(PROVIDED TEXT)
┏━━

BACKGROUND TO THE INVENTION An electrochemical cell is used for electrochemical reactions and comprises anode and cathode electrodes immersed in an electrolyte with the current passed between the electrodes from an external power source. The rate of production is proportional to the current flow in the absence of parasitic reactions. For example, in a liquid alkaline water electrolysis cell, the DC current is passed between the two electrodes in an aqueous electrolyte to split water, the reactant, into component product gases, namely, hydrogen and oxygen where the product gases evolve at the surfaces of the respective electrodes.

Hydrogen generating units, sometimes called"thermal compressors", are known, for example in USP 4,402,187 (1983) and USP 4,505,120 (1985), which utilize reversible metal hydrides. These metal alloys possess the ability to absorb large volumes of hydrogen gas at room temperature and because the pressure/temperature relationship is exponential, large pressure increases can be created with only moderate temperature increases. In a thermal compressor, hydrogen is absorbed at low pressure and temperature, typically, in a water-cooled hydride container, which is subsequently heated with hot water and hydrogen is then released at higher pressure. To obtain even higher pressures, several stages of compression may be connected in series, each stage using a different hydride alloy selected for its higher operating pressure at the operating temperature.

Thermoelectric modules are small, solid state, heat pumps that cool, heat and generate power. In function, they are similar to conventional refrigerators in that they move heat from one area to another and, thus, create a temperature differential.

A thermoelectric module is comprised of an array of semiconductor couples (P and N pellets) connected electrically in series and thermally in parallel, sandwiched between metallized ceramic substrates. In essence, if a thermoelectric module is connected to a DC power source, heat is absorbed at one end of the device to cool that end, while heat is rejected at the other end, where the temperature rises. This is known as the Peltier Effect. By reversing the current flow, the direction of the heat flow is reversed.

It is known that a thermoelectric element (TEE) or module may function as a heat pump that performs the same cooling function as Freon-based vapor compression or absorption refrigerators. The main difference between a TEE device and the conventional vapor-cycle device is that thermoelectric elements are totally solid state, while vapor-cycle devices include moving mechanical parts and require a working fluid. Also, unlike conventional vapor compressor systems, thermoelectric modules are, most generally, miniature devices. A typical module measures 2.5 cm x 2.5 cm x 4 mm, while the smallest sub-miniature modules may measure 3 mm x 3 mm x 2 mm. These small units are capable of reducing the temperature to well-below water-freezing temperatures.

Thermoelectric devices are very effective when system design criteria requires specific factors, such as high reliability, small size or capacity, low cost, low weight, intrinsic safety for hazardous electrical environments, and precise temperature control. Further, these devices are capable of refrigerating a solid or fluid object.

A bismuth telluride thermoelectric element consists of a quaternary alloy of bismuth, tellurium, selenium and antimony-doped and processed to yield oriented polycrystalline semiconductors with anisotropic thermoelectric properties. The bismuth telluride is primarily used as a semiconductor material, heavily doped to create either an excess (n-type) or a deficiency (p-type) of electrons. A plurality of these couples are connected in series electrically and in parallel thermally, and integrated into modules. The modules are packaged between metallized ceramic plates to afford optimum electrical insulation and thermal conduction with high mechanical compression strength. Typical modules contain from 3 to 127 thermocouples.

┗━━

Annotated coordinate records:
┏━━

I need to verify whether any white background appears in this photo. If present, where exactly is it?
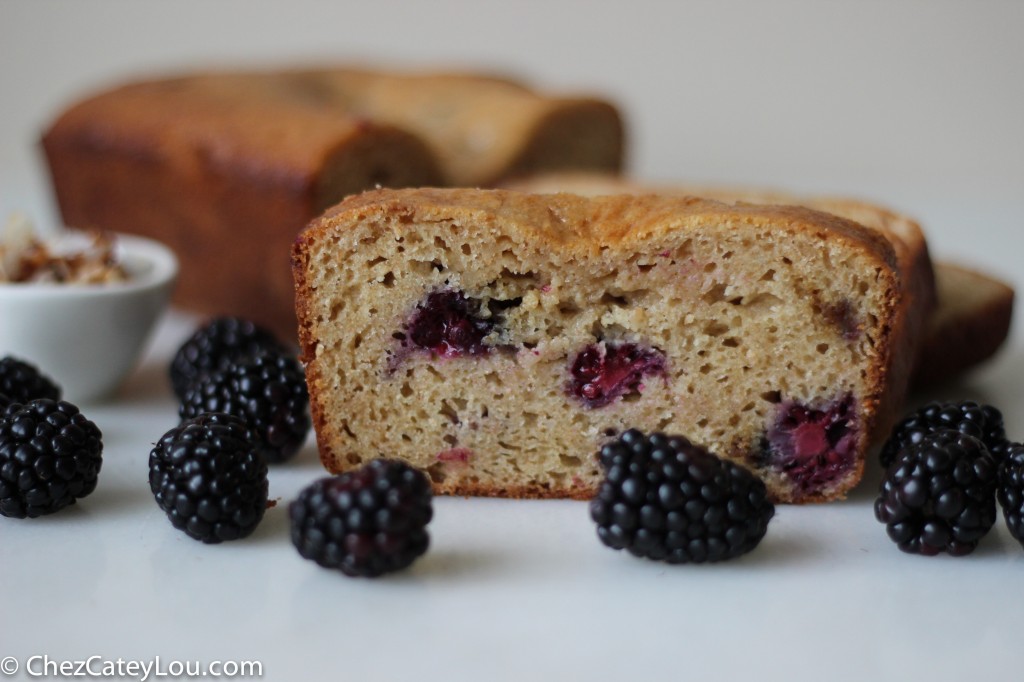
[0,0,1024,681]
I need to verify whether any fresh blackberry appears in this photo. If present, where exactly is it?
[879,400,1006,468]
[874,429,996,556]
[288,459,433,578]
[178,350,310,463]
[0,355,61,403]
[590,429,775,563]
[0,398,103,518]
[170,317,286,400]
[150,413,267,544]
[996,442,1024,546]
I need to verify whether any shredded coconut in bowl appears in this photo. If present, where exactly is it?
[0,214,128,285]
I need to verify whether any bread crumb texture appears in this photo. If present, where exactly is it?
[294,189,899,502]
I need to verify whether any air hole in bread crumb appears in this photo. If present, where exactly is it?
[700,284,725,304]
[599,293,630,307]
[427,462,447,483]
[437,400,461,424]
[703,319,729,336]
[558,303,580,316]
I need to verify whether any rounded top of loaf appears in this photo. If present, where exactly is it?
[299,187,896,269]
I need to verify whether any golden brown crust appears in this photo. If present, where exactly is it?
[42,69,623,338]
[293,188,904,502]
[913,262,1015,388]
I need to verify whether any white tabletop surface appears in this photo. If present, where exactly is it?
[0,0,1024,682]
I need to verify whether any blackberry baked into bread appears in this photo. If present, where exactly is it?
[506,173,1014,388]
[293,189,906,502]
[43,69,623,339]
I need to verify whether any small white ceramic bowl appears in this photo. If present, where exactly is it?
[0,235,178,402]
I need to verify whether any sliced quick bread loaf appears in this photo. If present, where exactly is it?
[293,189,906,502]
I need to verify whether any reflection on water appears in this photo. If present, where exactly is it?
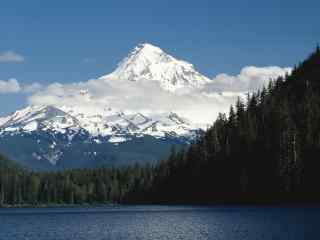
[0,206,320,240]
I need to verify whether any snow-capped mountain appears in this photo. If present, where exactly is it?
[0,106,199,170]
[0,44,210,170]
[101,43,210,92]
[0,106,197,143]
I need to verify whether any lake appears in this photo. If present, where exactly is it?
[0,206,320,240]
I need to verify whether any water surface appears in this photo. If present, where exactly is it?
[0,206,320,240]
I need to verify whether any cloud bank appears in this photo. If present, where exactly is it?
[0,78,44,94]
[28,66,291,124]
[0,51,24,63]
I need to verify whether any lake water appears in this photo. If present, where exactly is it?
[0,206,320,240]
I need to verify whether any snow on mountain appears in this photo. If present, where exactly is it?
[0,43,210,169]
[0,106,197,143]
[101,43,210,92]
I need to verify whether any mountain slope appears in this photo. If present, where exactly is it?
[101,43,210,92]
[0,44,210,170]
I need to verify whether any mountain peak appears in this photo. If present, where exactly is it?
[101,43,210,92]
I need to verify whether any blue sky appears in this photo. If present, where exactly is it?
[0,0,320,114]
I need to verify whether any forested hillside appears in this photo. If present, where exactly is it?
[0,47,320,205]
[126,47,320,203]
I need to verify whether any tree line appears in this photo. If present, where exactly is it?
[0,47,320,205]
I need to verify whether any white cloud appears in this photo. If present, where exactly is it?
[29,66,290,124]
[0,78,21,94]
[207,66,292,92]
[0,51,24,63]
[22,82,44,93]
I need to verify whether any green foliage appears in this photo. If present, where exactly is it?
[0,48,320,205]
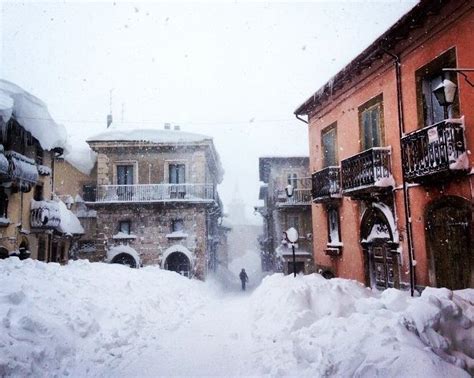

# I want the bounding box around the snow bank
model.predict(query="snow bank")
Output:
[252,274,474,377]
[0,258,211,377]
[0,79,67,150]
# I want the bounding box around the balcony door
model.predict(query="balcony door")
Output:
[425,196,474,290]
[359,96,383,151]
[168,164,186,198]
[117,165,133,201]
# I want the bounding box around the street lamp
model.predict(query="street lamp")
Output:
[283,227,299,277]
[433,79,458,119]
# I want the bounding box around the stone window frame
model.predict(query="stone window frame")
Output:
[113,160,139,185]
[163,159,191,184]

┗━━

(REQUIRED TASKS)
1 - Please rewrite the invention background from "Hydrogen generating units, sometimes" through "the operating temperature.", substituting "modest" for "moderate".
2 - According to the invention background, how many thermocouples do typical modules contain?
3 - Continue the invention background from its last sentence.

(THE ANSWERS)
1 -
Hydrogen generating units, sometimes called"thermal compressors", are known, for example in USP 4,402,187 (1983) and USP 4,505,120 (1985), which utilize reversible metal hydrides. These metal alloys possess the ability to absorb large volumes of hydrogen gas at room temperature and because the pressure/temperature relationship is exponential, large pressure increases can be created with only modest temperature increases. In a thermal compressor, hydrogen is absorbed at low pressure and temperature, typically, in a water-cooled hydride container, which is subsequently heated with hot water and hydrogen is then released at higher pressure. To obtain even higher pressures, several stages of compression may be connected in series, each stage using a different hydride alloy selected for its higher operating pressure at the operating temperature.

2 - From 3 to 127 thermocouples.

3 -
Modules can also be mounted in parallel to increase the heat transfer effect or stacked in multistage cascades to achieve high differential temperatures.

These TEE devices became of practical importance only recently with the new developments of semiconductor thermocouple materials. The practical application of such modules required the development of semiconductors that are good conductors of electricity, but

poor conductors of heat to provide the perfect balance for TEE performance. During operation, when an applied DC current flows through the couple, this causes heat to be transferred from one side of the TEE to the other; and, thus, creating a cold heat sink side and hot heat sink side. If the current is reversed, the heat is moved in the opposite direction. A single-stage TEE can achieve temperature differences of up to 70°C, or can transfer heat at a rate of 125 W. To achieve greater temperature differences, i. e up to 131°C, a multistage, cascaded TEE may be utilized.

A typical application exposes the cold side of the TEE to the object or substance to be cooled and the hot side to a heat sink, which dissipates the heat to the environment. A heat exchanger with forced air or liquid may be required.

SUMMARY OF THE INVENTION It is an object of the present invention to provide apparatus and process for the production of hydrogen gas at a desired pressure.

Accordingly, in one aspect the invention provides a process for producing hydrogen gas at a desired pressure, said process comprising feeding a hydrogen gas at a first temperature and first pressure from a hydrogen source to heat transfer means comprising cooling means and heating means; cooling said hydrogen gas with said cooling means to provide cooled hydrogen gas; feeding said cooled hydrogen gas to a metal hydride generation means containing said metal ; forming said metal hydride within said generation means; heating said formed metal hydride to a temperature Tp and desired pressure; and releasing said pressurized hydrogen gas at said desired pressure from said generation means and producing regenerated said metal.

The metal hydrides of use in the present invention are examples of materials collectively termed"hydridable material".

The term metal hydride generator as used in this specification includes"thermal hydrogen compressors"as described, for example, in USP 4,402,187 and USP 4,505,120 and other publications.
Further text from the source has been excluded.